Your instructions
Output the line containing "one marker per instance, written like [105,33]" and all subsequent lines of the listing below, copied exactly, with no other lines.

"""

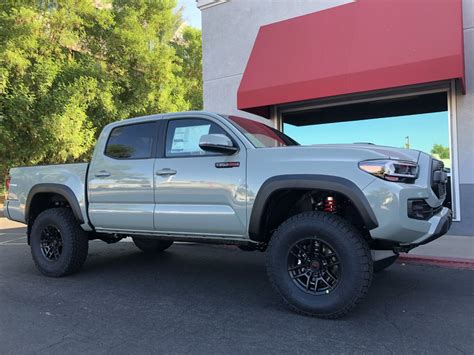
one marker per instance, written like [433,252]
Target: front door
[198,192]
[121,180]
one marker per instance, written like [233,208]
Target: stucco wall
[229,31]
[465,128]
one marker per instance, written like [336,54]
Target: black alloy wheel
[314,266]
[51,243]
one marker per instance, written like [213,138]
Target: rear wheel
[151,246]
[58,244]
[319,264]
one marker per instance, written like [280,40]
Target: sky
[424,131]
[191,14]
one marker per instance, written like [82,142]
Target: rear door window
[131,142]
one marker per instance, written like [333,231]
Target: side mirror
[218,143]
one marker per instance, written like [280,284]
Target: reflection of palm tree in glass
[120,150]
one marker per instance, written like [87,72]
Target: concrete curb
[454,263]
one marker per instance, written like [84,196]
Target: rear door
[198,192]
[120,179]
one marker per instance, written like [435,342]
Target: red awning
[361,46]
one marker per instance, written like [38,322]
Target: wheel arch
[279,183]
[51,189]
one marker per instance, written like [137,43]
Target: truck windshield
[261,135]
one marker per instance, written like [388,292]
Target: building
[306,63]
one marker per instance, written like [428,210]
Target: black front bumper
[442,228]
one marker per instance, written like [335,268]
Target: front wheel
[319,264]
[58,244]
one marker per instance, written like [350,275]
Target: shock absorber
[330,204]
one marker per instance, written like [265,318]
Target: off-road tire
[354,257]
[75,243]
[382,264]
[152,246]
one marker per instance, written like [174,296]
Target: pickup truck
[323,214]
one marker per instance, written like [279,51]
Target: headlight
[391,170]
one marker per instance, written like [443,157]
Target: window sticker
[186,139]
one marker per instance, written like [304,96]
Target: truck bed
[24,179]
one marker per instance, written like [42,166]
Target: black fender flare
[59,189]
[308,181]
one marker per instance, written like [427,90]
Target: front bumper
[389,202]
[441,228]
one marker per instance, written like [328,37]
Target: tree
[69,67]
[441,151]
[189,50]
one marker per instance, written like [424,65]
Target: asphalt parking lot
[209,299]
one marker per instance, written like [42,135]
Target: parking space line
[12,240]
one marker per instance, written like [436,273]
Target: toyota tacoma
[327,216]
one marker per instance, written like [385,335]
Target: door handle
[166,172]
[102,173]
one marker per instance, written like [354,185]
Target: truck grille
[439,178]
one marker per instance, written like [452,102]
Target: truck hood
[387,152]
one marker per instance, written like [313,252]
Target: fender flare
[59,189]
[307,181]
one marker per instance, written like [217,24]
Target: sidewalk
[449,250]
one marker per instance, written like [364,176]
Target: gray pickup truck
[324,214]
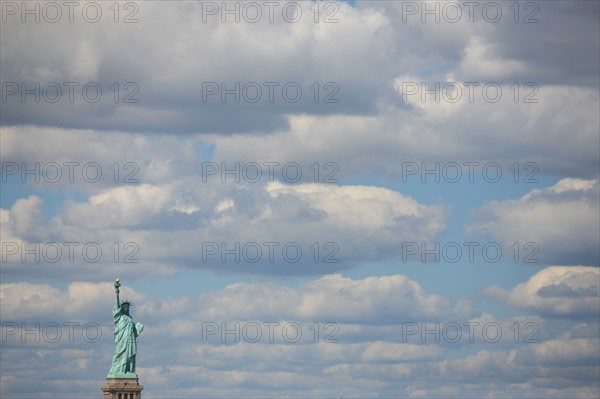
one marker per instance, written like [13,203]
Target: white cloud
[556,291]
[562,220]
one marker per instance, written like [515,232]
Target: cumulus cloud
[385,299]
[562,220]
[556,291]
[271,227]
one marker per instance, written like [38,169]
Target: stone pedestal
[122,388]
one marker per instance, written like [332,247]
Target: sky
[374,199]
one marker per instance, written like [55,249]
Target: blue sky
[142,122]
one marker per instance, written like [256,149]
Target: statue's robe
[126,333]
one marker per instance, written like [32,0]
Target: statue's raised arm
[126,332]
[117,285]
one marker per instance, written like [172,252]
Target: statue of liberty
[126,333]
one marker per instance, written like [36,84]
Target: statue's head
[125,307]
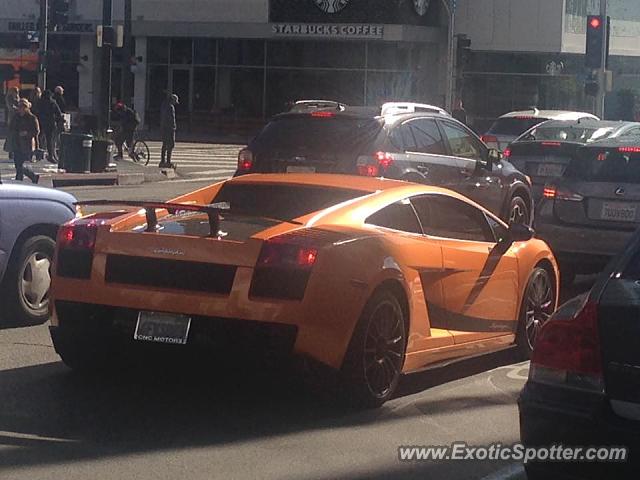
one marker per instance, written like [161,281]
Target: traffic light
[596,40]
[59,12]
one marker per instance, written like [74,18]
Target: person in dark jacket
[58,96]
[24,131]
[168,129]
[128,121]
[50,118]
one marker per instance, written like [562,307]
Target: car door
[426,152]
[423,257]
[480,275]
[480,181]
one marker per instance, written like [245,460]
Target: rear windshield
[284,202]
[514,126]
[334,135]
[568,133]
[606,165]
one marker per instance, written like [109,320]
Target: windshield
[321,135]
[617,165]
[514,126]
[566,133]
[284,202]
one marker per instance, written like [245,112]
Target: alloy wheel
[35,281]
[384,347]
[540,303]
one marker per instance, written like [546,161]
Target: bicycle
[140,152]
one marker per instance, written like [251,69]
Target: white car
[513,124]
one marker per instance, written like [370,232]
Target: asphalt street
[209,418]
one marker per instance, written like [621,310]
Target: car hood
[10,190]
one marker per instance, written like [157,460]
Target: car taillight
[284,267]
[567,350]
[376,165]
[559,193]
[76,243]
[78,236]
[245,160]
[286,255]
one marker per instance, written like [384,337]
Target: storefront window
[158,50]
[204,89]
[204,51]
[241,52]
[240,92]
[181,51]
[317,54]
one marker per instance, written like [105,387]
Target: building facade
[531,53]
[237,62]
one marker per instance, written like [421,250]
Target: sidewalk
[128,173]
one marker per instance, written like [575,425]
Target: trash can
[101,155]
[75,152]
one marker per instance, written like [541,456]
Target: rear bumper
[583,245]
[552,416]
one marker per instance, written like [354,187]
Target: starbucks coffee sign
[331,6]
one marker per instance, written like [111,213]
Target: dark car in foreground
[29,220]
[544,151]
[588,215]
[584,381]
[421,146]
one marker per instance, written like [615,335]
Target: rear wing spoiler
[213,213]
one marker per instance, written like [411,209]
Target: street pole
[450,5]
[43,44]
[127,83]
[602,72]
[107,24]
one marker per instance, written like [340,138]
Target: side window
[402,138]
[448,217]
[427,136]
[398,216]
[462,143]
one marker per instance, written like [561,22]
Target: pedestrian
[58,96]
[168,129]
[24,131]
[11,104]
[50,118]
[459,113]
[128,120]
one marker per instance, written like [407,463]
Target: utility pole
[42,50]
[127,83]
[107,26]
[602,71]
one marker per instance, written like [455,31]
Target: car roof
[551,114]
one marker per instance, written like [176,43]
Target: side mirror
[519,232]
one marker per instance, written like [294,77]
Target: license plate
[300,169]
[162,328]
[550,170]
[622,212]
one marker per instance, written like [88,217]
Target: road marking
[28,436]
[510,472]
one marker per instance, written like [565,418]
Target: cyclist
[128,121]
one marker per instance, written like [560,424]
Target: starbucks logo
[331,6]
[421,6]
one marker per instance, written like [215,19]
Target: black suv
[423,146]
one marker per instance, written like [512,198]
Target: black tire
[141,152]
[518,211]
[538,303]
[374,360]
[25,288]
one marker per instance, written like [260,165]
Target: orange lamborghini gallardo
[370,277]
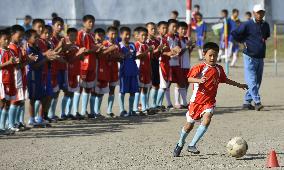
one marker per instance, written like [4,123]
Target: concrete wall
[128,11]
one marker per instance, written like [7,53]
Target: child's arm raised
[239,85]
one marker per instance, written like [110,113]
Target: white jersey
[173,42]
[185,57]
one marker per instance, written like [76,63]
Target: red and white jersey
[173,41]
[43,47]
[7,75]
[185,57]
[20,73]
[155,43]
[59,65]
[87,40]
[207,91]
[73,65]
[145,65]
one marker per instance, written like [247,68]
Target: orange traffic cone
[272,160]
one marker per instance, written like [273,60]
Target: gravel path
[148,142]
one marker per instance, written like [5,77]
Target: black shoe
[193,149]
[99,116]
[143,113]
[79,116]
[170,107]
[71,117]
[110,115]
[124,114]
[248,107]
[258,106]
[177,151]
[90,116]
[23,127]
[133,113]
[63,117]
[152,111]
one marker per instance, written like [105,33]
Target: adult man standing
[253,34]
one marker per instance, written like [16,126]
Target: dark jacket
[253,35]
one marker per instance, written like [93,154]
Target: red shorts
[87,78]
[8,91]
[196,111]
[113,73]
[185,72]
[73,82]
[102,87]
[176,75]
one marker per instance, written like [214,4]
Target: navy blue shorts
[35,86]
[199,42]
[62,79]
[128,84]
[155,72]
[48,90]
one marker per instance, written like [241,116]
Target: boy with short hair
[224,17]
[186,46]
[233,45]
[17,107]
[153,41]
[164,69]
[143,53]
[128,72]
[58,70]
[101,85]
[201,29]
[73,55]
[112,54]
[36,87]
[205,78]
[248,16]
[175,70]
[7,81]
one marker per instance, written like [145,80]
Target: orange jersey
[87,40]
[207,91]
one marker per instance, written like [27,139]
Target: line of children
[85,64]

"""

Full output
one marker per instance, written like [105,33]
Target: adult man standing
[253,34]
one marker per instance, written like [16,126]
Target: dark jacket
[253,35]
one marker per instance, written like [93,154]
Target: red shorts
[87,78]
[8,91]
[196,111]
[113,73]
[185,72]
[73,82]
[102,87]
[176,75]
one marker per instance, written like [214,4]
Target: navy blue shorts
[35,86]
[199,42]
[62,79]
[128,84]
[155,72]
[48,90]
one marker per instance, written like [241,116]
Target: boy with short hair
[224,17]
[186,46]
[233,45]
[17,107]
[153,41]
[164,69]
[143,53]
[128,72]
[58,70]
[101,85]
[201,29]
[73,55]
[112,54]
[36,87]
[205,78]
[248,16]
[175,70]
[7,81]
one marker per instance, written like [145,80]
Target: orange jersey
[87,40]
[207,91]
one marker per instance, written like [27,139]
Target: line of children
[85,64]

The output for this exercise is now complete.